→ Material shown:
====

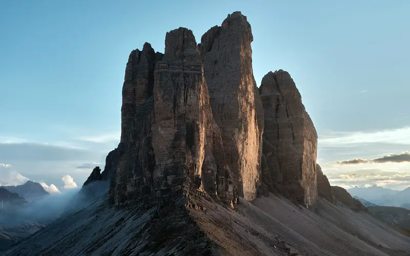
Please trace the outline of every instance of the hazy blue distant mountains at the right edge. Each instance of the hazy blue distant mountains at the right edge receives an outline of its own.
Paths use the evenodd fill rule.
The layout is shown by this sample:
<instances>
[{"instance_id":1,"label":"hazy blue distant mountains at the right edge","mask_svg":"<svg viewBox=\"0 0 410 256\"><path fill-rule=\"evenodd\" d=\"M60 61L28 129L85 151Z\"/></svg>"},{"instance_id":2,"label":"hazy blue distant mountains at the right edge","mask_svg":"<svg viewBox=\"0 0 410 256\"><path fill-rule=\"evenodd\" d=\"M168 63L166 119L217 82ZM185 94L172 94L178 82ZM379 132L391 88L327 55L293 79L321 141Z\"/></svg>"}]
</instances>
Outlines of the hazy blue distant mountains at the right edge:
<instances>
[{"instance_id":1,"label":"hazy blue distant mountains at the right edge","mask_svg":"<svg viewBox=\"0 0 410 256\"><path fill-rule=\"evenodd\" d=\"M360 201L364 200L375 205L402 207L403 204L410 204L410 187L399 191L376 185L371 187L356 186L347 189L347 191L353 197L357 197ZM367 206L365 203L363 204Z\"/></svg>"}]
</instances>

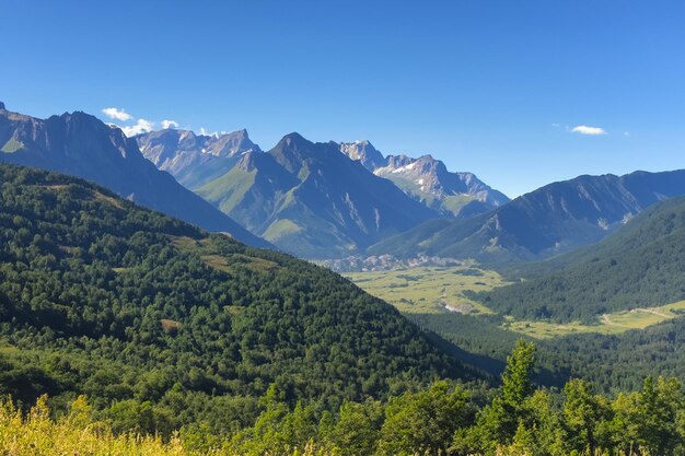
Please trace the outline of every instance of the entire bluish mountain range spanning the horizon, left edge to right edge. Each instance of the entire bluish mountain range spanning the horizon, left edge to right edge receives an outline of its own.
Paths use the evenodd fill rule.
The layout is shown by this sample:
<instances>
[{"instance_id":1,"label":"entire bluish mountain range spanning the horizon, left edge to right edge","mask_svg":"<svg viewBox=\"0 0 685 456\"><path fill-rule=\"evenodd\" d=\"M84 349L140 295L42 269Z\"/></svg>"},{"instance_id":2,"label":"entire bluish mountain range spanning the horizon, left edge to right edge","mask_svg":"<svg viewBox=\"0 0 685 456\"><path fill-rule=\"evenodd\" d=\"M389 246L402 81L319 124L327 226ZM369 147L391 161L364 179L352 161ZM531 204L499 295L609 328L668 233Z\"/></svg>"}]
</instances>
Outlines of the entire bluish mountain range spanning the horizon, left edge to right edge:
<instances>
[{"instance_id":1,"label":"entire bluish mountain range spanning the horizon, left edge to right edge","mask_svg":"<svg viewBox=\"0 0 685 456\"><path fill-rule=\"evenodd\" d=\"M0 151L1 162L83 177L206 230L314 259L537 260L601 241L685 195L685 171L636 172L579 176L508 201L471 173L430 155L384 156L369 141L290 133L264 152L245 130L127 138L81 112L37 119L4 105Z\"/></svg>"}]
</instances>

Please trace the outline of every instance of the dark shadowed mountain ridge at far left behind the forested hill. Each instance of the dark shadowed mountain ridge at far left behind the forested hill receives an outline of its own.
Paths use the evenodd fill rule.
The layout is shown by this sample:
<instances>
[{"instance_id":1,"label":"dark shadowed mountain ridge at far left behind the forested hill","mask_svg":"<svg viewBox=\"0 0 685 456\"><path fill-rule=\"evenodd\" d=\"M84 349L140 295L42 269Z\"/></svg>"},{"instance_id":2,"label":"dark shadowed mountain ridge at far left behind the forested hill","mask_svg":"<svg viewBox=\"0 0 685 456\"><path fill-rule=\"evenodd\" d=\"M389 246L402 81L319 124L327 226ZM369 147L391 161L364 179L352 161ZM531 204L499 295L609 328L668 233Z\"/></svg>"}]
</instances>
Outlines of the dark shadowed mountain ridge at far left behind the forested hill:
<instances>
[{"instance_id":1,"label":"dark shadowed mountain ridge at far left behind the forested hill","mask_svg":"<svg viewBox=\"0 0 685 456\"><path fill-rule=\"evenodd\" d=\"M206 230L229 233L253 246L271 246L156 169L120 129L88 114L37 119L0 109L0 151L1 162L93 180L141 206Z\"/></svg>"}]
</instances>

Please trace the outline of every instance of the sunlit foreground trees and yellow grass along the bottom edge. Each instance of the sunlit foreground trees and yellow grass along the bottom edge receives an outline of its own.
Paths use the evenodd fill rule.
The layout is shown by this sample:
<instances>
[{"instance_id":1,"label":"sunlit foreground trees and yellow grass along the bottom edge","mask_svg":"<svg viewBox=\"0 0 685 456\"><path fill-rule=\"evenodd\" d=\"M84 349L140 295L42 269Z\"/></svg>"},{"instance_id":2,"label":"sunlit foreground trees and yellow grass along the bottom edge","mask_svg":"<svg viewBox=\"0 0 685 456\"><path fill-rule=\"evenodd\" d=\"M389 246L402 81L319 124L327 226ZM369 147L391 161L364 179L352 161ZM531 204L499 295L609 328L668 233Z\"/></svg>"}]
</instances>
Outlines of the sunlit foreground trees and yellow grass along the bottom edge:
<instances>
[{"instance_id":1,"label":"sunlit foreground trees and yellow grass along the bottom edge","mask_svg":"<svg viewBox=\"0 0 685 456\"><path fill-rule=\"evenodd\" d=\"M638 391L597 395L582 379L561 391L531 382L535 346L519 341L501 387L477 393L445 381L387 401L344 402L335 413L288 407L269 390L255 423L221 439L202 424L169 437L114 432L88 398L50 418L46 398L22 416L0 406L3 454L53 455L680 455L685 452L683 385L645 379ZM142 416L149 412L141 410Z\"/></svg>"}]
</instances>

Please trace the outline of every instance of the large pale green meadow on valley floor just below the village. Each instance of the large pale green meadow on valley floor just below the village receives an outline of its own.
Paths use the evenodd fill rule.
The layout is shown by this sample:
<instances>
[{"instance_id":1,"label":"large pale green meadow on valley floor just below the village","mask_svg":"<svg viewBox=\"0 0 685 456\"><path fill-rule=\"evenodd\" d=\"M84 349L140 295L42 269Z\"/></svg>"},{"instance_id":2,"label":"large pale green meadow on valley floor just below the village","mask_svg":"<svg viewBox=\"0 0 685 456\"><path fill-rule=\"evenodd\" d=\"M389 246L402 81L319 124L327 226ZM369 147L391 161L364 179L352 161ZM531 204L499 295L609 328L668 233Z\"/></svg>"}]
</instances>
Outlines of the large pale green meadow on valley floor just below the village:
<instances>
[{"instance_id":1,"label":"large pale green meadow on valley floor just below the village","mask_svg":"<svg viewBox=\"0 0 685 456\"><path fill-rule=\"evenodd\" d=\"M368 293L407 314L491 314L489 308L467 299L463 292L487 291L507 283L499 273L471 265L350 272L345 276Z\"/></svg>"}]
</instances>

====

Once the pictures are set aside, repeat the data above exactly as written.

Please trace the outline of every instance of the hazy blue distant mountains at the right edge. Each instance of the hazy blue distant mountains at the right edge receives an outline of its own.
Paths use the evenodd fill rule.
The layout is shown by this sample:
<instances>
[{"instance_id":1,"label":"hazy blue distant mountains at the right edge","mask_svg":"<svg viewBox=\"0 0 410 256\"><path fill-rule=\"evenodd\" d=\"M60 61L28 129L85 151Z\"/></svg>"},{"instance_id":2,"label":"hazy blue distant mountains at the right edge","mask_svg":"<svg viewBox=\"0 0 410 256\"><path fill-rule=\"evenodd\" d=\"M168 63L166 119L217 82ZM185 94L172 94L178 82ZM379 132L391 88L327 55L293 79L321 141Z\"/></svg>"}]
</instances>
Outlines of the hazy blue distant mountains at the right edge:
<instances>
[{"instance_id":1,"label":"hazy blue distant mountains at the right edge","mask_svg":"<svg viewBox=\"0 0 410 256\"><path fill-rule=\"evenodd\" d=\"M360 201L364 200L375 205L402 207L403 204L410 204L410 187L399 191L376 185L371 187L356 186L347 189L347 191L353 197L357 197ZM367 206L365 203L363 204Z\"/></svg>"}]
</instances>

Please trace the outline of every instance of the entire bluish mountain range spanning the horizon, left edge to right edge. Each instance of the entire bluish mountain range spanning the horizon, left edge to right edge receives an outline of its own.
Paths use the evenodd fill rule.
The layout is shown by this sample:
<instances>
[{"instance_id":1,"label":"entire bluish mountain range spanning the horizon, left edge to right edge","mask_svg":"<svg viewBox=\"0 0 685 456\"><path fill-rule=\"evenodd\" d=\"M84 349L140 295L42 269Z\"/></svg>"},{"instance_id":2,"label":"entire bluish mountain range spanning the horizon, left edge to right edge","mask_svg":"<svg viewBox=\"0 0 685 456\"><path fill-rule=\"evenodd\" d=\"M389 246L402 81L319 124L327 226ZM369 147L391 161L364 179L352 161ZM531 204L499 295L609 328L668 233Z\"/></svg>"}]
</instances>
Outlines of the entire bluish mountain range spanning the horizon, left edge to right edge:
<instances>
[{"instance_id":1,"label":"entire bluish mountain range spanning the horizon, left edge to right edge","mask_svg":"<svg viewBox=\"0 0 685 456\"><path fill-rule=\"evenodd\" d=\"M0 151L1 162L83 177L206 230L314 259L537 260L601 241L685 195L685 171L636 172L579 176L508 201L471 173L430 155L384 156L369 141L290 133L264 152L245 130L127 138L81 112L37 119L4 105Z\"/></svg>"}]
</instances>

Please trace the outline of every instance of the dark shadowed mountain ridge at far left behind the forested hill. Each instance of the dark shadowed mountain ridge at far left behind the forested hill receives an outline of its own.
Paths use the evenodd fill rule.
The layout is shown by this sample:
<instances>
[{"instance_id":1,"label":"dark shadowed mountain ridge at far left behind the forested hill","mask_svg":"<svg viewBox=\"0 0 685 456\"><path fill-rule=\"evenodd\" d=\"M84 349L140 295L42 269Z\"/></svg>"},{"instance_id":2,"label":"dark shadowed mountain ridge at far left behind the forested hill","mask_svg":"<svg viewBox=\"0 0 685 456\"><path fill-rule=\"evenodd\" d=\"M389 246L402 81L319 124L327 226ZM369 147L391 161L364 179L352 161ZM531 204L499 295L609 328L668 233Z\"/></svg>"}]
</instances>
Outlines of the dark shadowed mountain ridge at far left behind the forested hill:
<instances>
[{"instance_id":1,"label":"dark shadowed mountain ridge at far left behind the forested hill","mask_svg":"<svg viewBox=\"0 0 685 456\"><path fill-rule=\"evenodd\" d=\"M206 230L229 233L253 246L271 246L156 169L120 129L88 114L37 119L0 109L0 151L1 162L93 180L141 206Z\"/></svg>"}]
</instances>

Please trace the outline of every instance of the sunlit foreground trees and yellow grass along the bottom edge. Each instance of the sunlit foreground trees and yellow grass along the bottom edge receives an outline of its own.
Paths use the evenodd fill rule.
The layout is shown by this sample:
<instances>
[{"instance_id":1,"label":"sunlit foreground trees and yellow grass along the bottom edge","mask_svg":"<svg viewBox=\"0 0 685 456\"><path fill-rule=\"evenodd\" d=\"M84 349L140 295L42 269Z\"/></svg>"},{"instance_id":2,"label":"sunlit foreground trees and yellow grass along the bottom edge","mask_svg":"<svg viewBox=\"0 0 685 456\"><path fill-rule=\"evenodd\" d=\"M389 246L402 81L319 124L327 226ZM369 147L391 161L364 179L352 161ZM531 204L499 295L609 328L668 233Z\"/></svg>"}]
</instances>
Outlines of the sunlit foreground trees and yellow grass along the bottom edge:
<instances>
[{"instance_id":1,"label":"sunlit foreground trees and yellow grass along the bottom edge","mask_svg":"<svg viewBox=\"0 0 685 456\"><path fill-rule=\"evenodd\" d=\"M638 391L597 395L582 379L561 391L531 382L535 346L519 341L501 387L477 393L445 381L387 401L344 402L335 413L288 407L269 390L255 423L221 439L202 424L169 437L114 432L88 398L50 418L46 398L22 416L0 406L3 454L53 455L680 455L685 452L683 385L645 379ZM142 416L149 412L141 410Z\"/></svg>"}]
</instances>

Please trace the outline of every instance of the large pale green meadow on valley floor just below the village. Each instance of the large pale green meadow on valley floor just below the village receives an outline of its own.
Paths use the evenodd fill rule.
The layout is shown by this sample:
<instances>
[{"instance_id":1,"label":"large pale green meadow on valley floor just below the village","mask_svg":"<svg viewBox=\"0 0 685 456\"><path fill-rule=\"evenodd\" d=\"M84 349L140 295L42 269Z\"/></svg>"},{"instance_id":2,"label":"large pale green meadow on valley floor just below the village","mask_svg":"<svg viewBox=\"0 0 685 456\"><path fill-rule=\"evenodd\" d=\"M389 246L402 81L319 124L327 226ZM369 147L391 161L364 179L352 161ZM531 204L499 295L609 328L668 233Z\"/></svg>"}]
</instances>
Outlines of the large pale green meadow on valley floor just below the village:
<instances>
[{"instance_id":1,"label":"large pale green meadow on valley floor just below the village","mask_svg":"<svg viewBox=\"0 0 685 456\"><path fill-rule=\"evenodd\" d=\"M368 293L407 314L491 314L489 308L467 299L463 292L487 291L507 283L499 273L471 265L350 272L345 276Z\"/></svg>"}]
</instances>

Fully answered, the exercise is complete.